Excerpts from point annotation data:

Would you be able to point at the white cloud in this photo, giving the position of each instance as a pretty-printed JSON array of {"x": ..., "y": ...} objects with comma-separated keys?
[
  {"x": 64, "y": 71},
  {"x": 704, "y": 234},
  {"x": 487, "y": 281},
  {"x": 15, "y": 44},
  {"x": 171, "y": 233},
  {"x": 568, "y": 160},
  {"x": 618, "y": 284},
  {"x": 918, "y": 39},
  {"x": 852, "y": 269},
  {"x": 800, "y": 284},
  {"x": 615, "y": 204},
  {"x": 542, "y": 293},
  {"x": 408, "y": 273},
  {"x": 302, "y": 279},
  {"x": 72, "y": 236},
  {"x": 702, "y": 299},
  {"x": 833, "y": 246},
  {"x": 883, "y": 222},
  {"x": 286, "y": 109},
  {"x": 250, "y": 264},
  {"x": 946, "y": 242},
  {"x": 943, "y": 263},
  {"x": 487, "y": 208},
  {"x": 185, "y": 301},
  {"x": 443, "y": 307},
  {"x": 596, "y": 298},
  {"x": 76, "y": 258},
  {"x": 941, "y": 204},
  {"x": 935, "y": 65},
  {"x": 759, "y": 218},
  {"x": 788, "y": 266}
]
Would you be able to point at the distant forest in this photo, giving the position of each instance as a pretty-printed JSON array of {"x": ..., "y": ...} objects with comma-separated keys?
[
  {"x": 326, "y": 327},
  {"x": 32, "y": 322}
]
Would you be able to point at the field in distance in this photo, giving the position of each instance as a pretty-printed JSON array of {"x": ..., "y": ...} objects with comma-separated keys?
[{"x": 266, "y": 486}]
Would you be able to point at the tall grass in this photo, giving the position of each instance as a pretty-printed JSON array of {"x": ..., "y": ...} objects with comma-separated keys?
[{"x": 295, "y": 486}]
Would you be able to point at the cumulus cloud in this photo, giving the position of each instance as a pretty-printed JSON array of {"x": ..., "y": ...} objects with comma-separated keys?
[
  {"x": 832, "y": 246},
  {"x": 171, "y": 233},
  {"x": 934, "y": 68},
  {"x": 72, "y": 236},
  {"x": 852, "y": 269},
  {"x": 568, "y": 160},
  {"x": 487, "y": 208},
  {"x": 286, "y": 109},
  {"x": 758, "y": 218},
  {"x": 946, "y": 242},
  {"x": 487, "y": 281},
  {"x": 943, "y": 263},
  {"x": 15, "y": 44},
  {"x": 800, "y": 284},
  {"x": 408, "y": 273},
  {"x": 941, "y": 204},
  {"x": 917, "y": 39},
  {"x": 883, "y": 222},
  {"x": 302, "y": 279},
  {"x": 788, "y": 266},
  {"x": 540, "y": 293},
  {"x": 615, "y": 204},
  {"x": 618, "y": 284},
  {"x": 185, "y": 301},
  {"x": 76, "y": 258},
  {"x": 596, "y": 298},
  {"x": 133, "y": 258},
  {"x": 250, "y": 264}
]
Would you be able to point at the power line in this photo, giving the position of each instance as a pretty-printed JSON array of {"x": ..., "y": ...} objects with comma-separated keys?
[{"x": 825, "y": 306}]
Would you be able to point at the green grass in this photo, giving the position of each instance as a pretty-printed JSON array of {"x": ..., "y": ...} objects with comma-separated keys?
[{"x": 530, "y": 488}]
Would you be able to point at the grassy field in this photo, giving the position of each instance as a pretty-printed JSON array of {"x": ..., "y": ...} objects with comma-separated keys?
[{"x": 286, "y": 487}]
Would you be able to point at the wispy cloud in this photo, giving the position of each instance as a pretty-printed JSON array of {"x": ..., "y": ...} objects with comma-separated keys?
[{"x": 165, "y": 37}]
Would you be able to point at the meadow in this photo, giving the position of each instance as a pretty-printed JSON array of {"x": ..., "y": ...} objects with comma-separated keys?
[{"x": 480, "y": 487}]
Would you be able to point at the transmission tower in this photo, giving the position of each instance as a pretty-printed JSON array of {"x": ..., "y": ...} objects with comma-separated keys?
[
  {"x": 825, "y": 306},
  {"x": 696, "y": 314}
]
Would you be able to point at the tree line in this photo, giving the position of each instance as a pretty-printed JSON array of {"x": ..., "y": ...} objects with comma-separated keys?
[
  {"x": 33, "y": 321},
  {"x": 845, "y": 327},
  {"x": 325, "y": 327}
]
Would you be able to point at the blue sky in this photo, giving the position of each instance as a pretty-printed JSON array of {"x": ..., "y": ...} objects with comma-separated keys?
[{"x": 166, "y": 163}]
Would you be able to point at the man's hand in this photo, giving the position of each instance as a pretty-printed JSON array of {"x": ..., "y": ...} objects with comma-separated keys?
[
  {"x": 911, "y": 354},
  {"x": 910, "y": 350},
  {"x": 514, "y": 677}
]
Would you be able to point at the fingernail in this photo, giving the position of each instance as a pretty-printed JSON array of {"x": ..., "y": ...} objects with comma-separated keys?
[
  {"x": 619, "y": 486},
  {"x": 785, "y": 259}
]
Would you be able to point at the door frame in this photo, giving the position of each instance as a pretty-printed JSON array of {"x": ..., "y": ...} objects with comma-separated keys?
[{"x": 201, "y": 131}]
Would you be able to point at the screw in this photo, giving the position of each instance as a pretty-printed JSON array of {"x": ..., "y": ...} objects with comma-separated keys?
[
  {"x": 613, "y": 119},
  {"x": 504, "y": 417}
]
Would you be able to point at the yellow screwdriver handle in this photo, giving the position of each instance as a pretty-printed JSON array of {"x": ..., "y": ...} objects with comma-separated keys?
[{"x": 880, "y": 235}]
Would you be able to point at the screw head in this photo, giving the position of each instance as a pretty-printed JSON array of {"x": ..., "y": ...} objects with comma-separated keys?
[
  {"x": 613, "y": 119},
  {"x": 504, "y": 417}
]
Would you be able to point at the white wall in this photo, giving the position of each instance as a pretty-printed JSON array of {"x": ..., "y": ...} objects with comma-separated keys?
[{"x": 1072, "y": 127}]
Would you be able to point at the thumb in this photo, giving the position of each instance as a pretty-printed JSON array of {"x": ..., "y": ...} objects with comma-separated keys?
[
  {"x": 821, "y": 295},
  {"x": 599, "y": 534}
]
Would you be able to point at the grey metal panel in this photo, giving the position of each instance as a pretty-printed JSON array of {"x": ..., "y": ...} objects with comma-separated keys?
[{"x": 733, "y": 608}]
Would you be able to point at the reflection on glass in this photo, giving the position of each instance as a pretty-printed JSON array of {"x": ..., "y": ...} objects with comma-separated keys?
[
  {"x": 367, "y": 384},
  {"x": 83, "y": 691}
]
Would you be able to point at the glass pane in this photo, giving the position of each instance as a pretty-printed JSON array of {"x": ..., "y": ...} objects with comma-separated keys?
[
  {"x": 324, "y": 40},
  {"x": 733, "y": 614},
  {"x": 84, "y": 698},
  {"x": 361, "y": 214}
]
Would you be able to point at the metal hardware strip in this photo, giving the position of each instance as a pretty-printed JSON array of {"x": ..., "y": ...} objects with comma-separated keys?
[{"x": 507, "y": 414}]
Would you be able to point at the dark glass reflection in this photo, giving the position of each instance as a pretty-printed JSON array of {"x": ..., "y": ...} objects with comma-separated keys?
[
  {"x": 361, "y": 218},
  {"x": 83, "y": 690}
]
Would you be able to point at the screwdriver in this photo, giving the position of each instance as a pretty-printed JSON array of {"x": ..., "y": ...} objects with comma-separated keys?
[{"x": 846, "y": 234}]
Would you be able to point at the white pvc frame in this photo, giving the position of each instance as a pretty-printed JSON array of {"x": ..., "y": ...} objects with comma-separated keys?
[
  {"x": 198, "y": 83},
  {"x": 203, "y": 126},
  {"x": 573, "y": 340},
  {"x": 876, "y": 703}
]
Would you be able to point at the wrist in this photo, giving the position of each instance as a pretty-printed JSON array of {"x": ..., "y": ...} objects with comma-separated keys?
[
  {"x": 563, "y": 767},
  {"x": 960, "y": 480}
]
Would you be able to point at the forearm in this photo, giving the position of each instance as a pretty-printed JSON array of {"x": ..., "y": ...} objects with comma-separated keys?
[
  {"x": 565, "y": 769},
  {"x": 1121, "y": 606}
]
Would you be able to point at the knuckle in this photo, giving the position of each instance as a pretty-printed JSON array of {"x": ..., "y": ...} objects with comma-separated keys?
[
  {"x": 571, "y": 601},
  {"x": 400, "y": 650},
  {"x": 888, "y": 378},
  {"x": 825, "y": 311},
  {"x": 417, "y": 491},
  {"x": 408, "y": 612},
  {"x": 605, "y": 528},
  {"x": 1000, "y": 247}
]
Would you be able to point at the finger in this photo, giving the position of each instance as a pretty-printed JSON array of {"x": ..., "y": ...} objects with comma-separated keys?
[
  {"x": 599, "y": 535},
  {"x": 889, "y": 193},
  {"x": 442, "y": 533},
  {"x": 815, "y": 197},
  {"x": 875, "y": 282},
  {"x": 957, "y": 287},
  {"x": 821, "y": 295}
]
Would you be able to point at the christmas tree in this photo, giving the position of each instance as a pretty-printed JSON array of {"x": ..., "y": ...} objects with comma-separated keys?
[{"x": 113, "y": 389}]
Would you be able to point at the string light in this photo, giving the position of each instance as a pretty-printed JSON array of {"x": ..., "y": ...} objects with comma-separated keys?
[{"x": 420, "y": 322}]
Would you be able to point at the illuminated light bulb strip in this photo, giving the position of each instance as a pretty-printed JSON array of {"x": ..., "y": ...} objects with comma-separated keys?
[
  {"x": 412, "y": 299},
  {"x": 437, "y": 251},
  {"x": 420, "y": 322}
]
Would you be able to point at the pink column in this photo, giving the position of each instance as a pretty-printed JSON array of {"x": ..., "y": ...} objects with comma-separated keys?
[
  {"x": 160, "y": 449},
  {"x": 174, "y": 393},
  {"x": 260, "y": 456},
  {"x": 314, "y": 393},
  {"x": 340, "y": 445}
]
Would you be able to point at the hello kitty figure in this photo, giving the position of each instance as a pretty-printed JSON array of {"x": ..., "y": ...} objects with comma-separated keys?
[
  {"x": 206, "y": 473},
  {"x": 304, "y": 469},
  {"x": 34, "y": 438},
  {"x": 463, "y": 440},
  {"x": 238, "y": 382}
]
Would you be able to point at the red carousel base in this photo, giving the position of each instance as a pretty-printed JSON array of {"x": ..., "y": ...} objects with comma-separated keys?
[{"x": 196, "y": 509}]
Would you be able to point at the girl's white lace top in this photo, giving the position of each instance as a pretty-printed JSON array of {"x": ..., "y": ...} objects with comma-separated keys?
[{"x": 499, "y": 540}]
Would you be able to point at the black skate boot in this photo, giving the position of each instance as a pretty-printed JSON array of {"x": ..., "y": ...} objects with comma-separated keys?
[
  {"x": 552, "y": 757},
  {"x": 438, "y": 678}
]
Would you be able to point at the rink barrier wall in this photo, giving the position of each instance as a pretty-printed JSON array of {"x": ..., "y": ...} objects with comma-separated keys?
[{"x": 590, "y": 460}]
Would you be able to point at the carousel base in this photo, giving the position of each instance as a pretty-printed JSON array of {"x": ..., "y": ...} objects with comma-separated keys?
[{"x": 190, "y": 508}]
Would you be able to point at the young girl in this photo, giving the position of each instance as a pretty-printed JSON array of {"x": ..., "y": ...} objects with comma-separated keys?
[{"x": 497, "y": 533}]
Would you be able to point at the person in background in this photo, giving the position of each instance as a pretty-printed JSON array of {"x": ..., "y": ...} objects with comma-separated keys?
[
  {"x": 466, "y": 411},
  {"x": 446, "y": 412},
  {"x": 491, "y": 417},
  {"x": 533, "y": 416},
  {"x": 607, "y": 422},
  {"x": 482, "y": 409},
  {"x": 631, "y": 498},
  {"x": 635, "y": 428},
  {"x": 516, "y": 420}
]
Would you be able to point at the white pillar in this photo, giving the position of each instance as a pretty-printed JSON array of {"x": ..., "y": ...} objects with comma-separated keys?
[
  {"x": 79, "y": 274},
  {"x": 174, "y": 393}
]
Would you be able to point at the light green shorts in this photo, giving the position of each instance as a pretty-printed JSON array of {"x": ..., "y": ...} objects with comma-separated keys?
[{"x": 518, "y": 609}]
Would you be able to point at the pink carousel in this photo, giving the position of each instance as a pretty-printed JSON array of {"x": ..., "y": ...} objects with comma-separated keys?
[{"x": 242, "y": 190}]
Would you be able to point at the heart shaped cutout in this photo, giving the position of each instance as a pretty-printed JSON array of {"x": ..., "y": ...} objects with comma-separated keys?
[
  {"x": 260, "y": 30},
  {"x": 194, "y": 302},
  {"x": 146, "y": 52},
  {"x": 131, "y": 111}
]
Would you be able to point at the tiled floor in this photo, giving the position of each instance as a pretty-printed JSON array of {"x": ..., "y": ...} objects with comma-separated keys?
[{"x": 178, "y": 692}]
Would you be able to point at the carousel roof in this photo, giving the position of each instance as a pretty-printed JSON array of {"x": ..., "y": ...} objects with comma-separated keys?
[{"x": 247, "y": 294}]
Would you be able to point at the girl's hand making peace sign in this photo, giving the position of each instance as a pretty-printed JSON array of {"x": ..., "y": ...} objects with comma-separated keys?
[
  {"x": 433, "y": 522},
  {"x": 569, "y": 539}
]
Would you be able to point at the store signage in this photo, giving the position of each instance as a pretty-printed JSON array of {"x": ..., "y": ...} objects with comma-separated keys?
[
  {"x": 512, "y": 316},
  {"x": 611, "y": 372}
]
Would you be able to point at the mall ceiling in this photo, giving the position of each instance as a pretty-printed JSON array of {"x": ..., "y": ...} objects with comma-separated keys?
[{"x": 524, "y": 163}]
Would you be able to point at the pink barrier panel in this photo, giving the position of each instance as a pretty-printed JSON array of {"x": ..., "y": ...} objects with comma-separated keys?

• _WRITTEN REQUEST_
Quote only the lines from the line containing "Would you be able to point at the carousel roof" through the end of the entries, keeping the first and the last.

• _FINISHED EXERCISE_
Would you be able to point at the carousel roof in this photo, giving the position of each instance as a pretty-printed JSON array of {"x": ..., "y": ...} objects with comma-separated keys?
[{"x": 247, "y": 294}]
Would you be able to point at the girl's hand making peace sign in this photo, giving the position of each instance as a pretty-printed JSON array of {"x": ..., "y": ...} objects with comma-separated keys?
[
  {"x": 433, "y": 522},
  {"x": 569, "y": 539}
]
Would you be able to point at the store signage in this photo, giving the position of each instance as a pretty-printed JSON array of {"x": ..., "y": ...} objects with comma-separated keys?
[
  {"x": 512, "y": 316},
  {"x": 611, "y": 372}
]
Would you be able to point at the mall ceiling in this photo, giving the position of each instance as a pretty-printed JSON array of {"x": ..., "y": ...} objects with comma-separated keys?
[{"x": 524, "y": 163}]
Would you be able to point at the pink barrier panel in this photo, giving the position of each instance as a pretty-printed JSON array of {"x": ..., "y": ...} objects with comma-separated keys?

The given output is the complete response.